> Text to read:
------------------------------------------------
# WarHammerman Wants your Figs!



## WarHammerman (Feb 19, 2012)

Hello everyone. I'm looking to take in all your unwanted figs!

No fuss, no muss, no piece-meal - everything.


Here is all I need:
1) A detailed list of everything yer sending me (preferably with notes to condition, primed/painted, etc)

2) Photographs of what you're sending me (please please please, do not take more then 1 shot of any given model)

3) Time
- I'll need time to tabulate what I'm willing to pay to take all your unwanted figs off your hands. I'll shoot you a number, we can negotiate, etc.

If we're happy - you send me figs, I send you money (via PayPal - or cash if you're in the area)
If you're not happy - then I am sorry to have wasted your time.

<3 Hammerman


----------



## Lar'shi (Jan 22, 2012)

*What i have*

where are you based?

ethereal 
Farsight 
12 fire warriors (dark angels green and snot green)
6 metal path finders (cant remember what green)
5 drones (dark angels green and snot green)
2 drones in need of repair (gun fallen of)
4 battle suits who need new feet (dark angels green and snot green)
1 hammer head with railgun and ion cannon bleached bone
2 devil fish (one red gore the other dark angels green and snot green)


also 15 space marines with bolters under-painted only

let me know if you are interested and we can talk about price


----------



## WarHammerman (Feb 19, 2012)

Lar'shi said:


> where are you based?
> let me know if you are interested and we can talk about price


U.S.A - Chicagoland
And yes, I am interested n_n Just need photographs.


----------



## HorusReborn (Nov 19, 2008)

I'll send you a PM and photos tomorrow.. I just started cleaning out the closet and found all of the figs I have of High Elves, Dark Elves, WOC and Demons, WOC and Demons are large armies I collected, HE and DE are collections I gathered from a bum deal with a guy from the shop...


----------



## WarHammerman (Feb 19, 2012)
------------------------------------------------
Saved entries
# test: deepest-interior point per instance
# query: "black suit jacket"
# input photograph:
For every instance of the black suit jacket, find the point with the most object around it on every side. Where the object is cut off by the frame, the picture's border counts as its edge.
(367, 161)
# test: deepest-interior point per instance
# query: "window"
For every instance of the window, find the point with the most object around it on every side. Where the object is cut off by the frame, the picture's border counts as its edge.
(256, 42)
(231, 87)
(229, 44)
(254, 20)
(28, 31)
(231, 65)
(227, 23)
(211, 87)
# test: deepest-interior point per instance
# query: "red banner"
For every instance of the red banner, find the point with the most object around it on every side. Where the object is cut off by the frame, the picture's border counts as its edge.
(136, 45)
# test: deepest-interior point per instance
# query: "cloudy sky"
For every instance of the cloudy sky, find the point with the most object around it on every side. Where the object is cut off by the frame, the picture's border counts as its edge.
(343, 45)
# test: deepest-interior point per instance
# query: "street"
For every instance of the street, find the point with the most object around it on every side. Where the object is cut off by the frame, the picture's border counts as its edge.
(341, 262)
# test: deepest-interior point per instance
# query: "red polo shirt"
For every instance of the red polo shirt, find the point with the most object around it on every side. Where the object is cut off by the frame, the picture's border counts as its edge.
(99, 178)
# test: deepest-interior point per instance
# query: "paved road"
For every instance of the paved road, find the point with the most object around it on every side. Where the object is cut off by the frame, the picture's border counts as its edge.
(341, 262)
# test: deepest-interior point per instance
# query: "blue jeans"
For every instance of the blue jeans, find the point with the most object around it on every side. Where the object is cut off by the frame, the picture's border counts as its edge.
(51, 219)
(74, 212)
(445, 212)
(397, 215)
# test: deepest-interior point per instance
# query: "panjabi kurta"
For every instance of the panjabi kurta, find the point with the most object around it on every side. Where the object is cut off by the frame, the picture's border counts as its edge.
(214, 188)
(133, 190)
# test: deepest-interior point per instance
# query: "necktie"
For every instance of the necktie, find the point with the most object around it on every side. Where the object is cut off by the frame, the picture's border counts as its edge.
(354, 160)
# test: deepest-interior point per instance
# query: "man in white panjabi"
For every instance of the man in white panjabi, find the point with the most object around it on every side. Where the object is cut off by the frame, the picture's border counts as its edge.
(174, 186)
------------------------------------------------
> Problem to work on: Can you continue the forum thread about selling unwanted figs, picking up after its final line?

> The output:
Awesome



HorusReborn said:


> I'll send you a PM and photos tomorrow.. I just started cleaning out the closet and found all of the figs I have of High Elves, Dark Elves, WOC and Demons, WOC and Demons are large armies I collected, HE and DE are collections I gathered from a bum deal with a guy from the shop...


----------



## imm0rtal reaper (Jul 15, 2008)

I direct your attention *here *my good man.


----------



## asianavatar (Aug 20, 2007)

I have this stuff to get rid of.

http://www.heresy-online.net/forums/showthread.php?t=111498


----------



## imm0rtal reaper (Jul 15, 2008)

Going to draw your attention to my fists once again as I need them gone


----------



## spartan089 (Nov 13, 2009)

same:http://www.heresy-online.net/forums/showthread.php?t=111702


----------



## Azkaellon (Jun 23, 2009)

Eh Pm sent since i have way to much $#(@ing stuff.....


----------



## Kelann08 (Nov 22, 2011)

imm0rtal reaper said:


> Going to draw your attention to my fists once again as I need them gone


How badly do you need them gone. :wink:


----------



## Azkaellon (Jun 23, 2009)

Kelann08 said:


> How badly do you need them gone. :wink:


ITS A TRAP! :grin:


----------



## wargasmic.experience (Nov 14, 2011)

WarHammerman said:


> U.S.A - Chicagoland
> And yes, I am interested n_n Just need photographs.


Hey! I'm in Chicagoland too!!!! :gimmefive:


----------



## WarHammerman (Feb 19, 2012)

wargasmic.experience said:


> Hey! I'm in Chicagoland too!!!! :gimmefive:


Rockin'
Naperville, specifically. You?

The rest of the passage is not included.